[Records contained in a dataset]

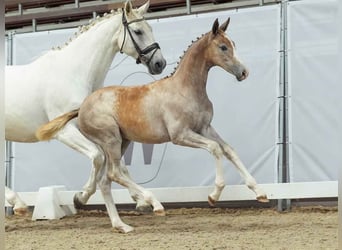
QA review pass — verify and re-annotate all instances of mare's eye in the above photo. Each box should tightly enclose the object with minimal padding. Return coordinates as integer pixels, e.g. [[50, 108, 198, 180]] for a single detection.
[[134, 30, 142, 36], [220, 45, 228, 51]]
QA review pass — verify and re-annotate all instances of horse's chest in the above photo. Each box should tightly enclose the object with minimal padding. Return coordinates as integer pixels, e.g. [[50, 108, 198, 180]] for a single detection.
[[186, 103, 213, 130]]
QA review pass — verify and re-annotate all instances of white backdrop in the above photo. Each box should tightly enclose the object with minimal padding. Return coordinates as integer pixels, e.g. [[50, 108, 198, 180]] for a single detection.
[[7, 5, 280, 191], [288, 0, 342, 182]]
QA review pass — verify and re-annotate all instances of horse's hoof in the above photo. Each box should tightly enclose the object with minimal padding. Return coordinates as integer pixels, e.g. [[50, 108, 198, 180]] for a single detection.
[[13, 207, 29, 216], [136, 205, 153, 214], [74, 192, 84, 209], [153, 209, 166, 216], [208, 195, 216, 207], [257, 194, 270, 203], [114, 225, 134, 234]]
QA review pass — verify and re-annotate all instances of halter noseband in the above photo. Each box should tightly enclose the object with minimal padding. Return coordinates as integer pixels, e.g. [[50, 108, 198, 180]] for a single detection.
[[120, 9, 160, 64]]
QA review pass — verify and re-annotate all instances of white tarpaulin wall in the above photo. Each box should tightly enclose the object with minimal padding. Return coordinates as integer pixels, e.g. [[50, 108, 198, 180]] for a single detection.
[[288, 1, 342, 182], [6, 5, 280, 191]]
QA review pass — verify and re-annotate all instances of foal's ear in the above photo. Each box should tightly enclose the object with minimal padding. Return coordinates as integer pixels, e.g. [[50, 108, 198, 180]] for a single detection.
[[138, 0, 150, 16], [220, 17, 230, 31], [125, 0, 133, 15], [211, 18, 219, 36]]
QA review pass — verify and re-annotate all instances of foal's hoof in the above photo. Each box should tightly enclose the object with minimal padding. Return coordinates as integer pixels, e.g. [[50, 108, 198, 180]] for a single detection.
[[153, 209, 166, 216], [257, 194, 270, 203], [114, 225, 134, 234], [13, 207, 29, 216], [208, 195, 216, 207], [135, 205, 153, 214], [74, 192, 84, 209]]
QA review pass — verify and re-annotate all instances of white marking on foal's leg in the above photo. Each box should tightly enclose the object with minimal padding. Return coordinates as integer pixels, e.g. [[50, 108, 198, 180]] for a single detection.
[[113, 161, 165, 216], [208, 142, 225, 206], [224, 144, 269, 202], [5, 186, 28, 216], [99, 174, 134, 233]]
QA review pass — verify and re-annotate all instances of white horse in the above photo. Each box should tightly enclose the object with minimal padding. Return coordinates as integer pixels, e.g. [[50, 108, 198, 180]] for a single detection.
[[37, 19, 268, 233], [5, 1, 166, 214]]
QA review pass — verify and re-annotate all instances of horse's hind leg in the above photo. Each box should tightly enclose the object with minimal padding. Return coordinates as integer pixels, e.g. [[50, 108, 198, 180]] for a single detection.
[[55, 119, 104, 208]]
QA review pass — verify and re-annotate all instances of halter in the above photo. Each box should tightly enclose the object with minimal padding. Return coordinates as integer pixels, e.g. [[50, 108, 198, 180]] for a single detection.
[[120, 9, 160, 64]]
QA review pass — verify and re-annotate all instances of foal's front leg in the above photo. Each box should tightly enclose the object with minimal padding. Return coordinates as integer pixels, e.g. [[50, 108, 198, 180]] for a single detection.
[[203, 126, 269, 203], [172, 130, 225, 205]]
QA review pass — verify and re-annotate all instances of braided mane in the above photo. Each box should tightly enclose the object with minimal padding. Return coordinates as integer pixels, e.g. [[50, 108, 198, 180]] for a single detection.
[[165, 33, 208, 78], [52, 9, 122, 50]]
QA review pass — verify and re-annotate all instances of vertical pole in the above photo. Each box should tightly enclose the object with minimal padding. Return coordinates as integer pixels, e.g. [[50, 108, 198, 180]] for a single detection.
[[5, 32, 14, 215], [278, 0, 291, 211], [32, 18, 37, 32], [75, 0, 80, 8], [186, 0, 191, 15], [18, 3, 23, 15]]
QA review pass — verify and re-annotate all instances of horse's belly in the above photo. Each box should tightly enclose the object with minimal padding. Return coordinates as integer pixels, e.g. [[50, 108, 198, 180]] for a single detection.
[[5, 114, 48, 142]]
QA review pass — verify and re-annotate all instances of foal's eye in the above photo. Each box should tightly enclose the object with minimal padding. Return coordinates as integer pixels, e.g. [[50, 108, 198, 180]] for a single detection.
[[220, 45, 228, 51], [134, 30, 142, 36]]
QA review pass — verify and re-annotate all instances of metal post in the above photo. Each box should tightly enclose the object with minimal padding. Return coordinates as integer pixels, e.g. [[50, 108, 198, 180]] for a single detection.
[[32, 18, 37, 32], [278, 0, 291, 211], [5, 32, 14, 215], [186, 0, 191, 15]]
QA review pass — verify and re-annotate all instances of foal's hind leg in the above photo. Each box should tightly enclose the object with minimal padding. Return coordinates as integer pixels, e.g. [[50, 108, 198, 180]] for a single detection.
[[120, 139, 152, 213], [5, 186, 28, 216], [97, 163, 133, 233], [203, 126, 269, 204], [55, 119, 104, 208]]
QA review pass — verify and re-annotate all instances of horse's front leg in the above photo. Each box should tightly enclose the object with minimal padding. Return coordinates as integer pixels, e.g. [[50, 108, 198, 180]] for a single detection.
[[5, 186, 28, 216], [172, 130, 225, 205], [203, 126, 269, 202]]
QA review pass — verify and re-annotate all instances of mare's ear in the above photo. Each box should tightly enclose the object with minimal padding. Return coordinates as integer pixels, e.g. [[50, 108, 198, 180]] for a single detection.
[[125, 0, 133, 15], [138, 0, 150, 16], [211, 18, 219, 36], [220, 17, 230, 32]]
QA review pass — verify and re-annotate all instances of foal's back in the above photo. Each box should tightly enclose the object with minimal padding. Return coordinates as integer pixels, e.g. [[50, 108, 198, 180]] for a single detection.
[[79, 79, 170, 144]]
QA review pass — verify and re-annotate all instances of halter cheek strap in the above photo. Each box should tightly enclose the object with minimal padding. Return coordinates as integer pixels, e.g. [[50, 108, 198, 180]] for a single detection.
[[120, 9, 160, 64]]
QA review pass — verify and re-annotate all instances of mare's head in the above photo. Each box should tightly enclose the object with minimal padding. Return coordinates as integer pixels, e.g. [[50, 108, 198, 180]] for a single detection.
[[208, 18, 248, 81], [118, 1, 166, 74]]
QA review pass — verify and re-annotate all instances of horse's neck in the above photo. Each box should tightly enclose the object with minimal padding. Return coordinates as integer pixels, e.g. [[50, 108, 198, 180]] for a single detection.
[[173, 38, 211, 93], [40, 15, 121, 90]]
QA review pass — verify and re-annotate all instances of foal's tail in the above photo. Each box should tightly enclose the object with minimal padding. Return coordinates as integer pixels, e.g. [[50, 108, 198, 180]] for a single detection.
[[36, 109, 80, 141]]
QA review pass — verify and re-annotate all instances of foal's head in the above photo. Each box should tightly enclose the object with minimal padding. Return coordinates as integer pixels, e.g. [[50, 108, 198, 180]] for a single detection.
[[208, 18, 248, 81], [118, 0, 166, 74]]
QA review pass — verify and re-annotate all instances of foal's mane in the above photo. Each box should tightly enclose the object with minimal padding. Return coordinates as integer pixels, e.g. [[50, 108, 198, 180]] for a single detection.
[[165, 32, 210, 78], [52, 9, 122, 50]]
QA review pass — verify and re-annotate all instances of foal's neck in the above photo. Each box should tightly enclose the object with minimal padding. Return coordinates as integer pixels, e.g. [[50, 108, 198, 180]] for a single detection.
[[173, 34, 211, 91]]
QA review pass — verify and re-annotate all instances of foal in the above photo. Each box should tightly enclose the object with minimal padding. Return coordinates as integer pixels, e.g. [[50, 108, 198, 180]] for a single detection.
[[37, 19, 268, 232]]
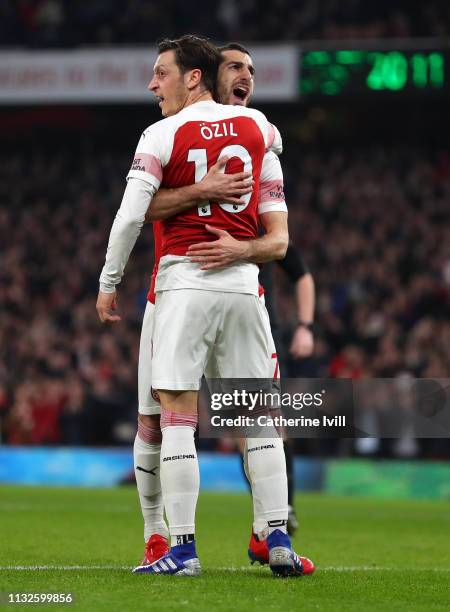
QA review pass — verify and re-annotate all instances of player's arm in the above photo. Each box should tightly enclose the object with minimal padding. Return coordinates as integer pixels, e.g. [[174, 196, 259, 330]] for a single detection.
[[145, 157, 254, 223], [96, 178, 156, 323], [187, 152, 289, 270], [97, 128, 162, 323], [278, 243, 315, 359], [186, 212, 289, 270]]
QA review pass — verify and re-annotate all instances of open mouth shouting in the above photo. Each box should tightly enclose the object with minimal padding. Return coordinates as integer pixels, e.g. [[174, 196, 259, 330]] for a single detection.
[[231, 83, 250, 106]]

Task
Return the lines verbatim, starting at the beginning and ending at the line that contains "[[134, 30, 142, 36], [220, 45, 228, 51]]". Leave the pictures out of your answer.

Exercise response
QA review pass — verify and re-annotate all instances of mare's eye in the above photo. Each box should tightly enclose the object with minimal padding. Return coordinates as integer pixels, e.g. [[50, 108, 198, 180]] for a single detection.
[[134, 30, 142, 36], [220, 45, 228, 51]]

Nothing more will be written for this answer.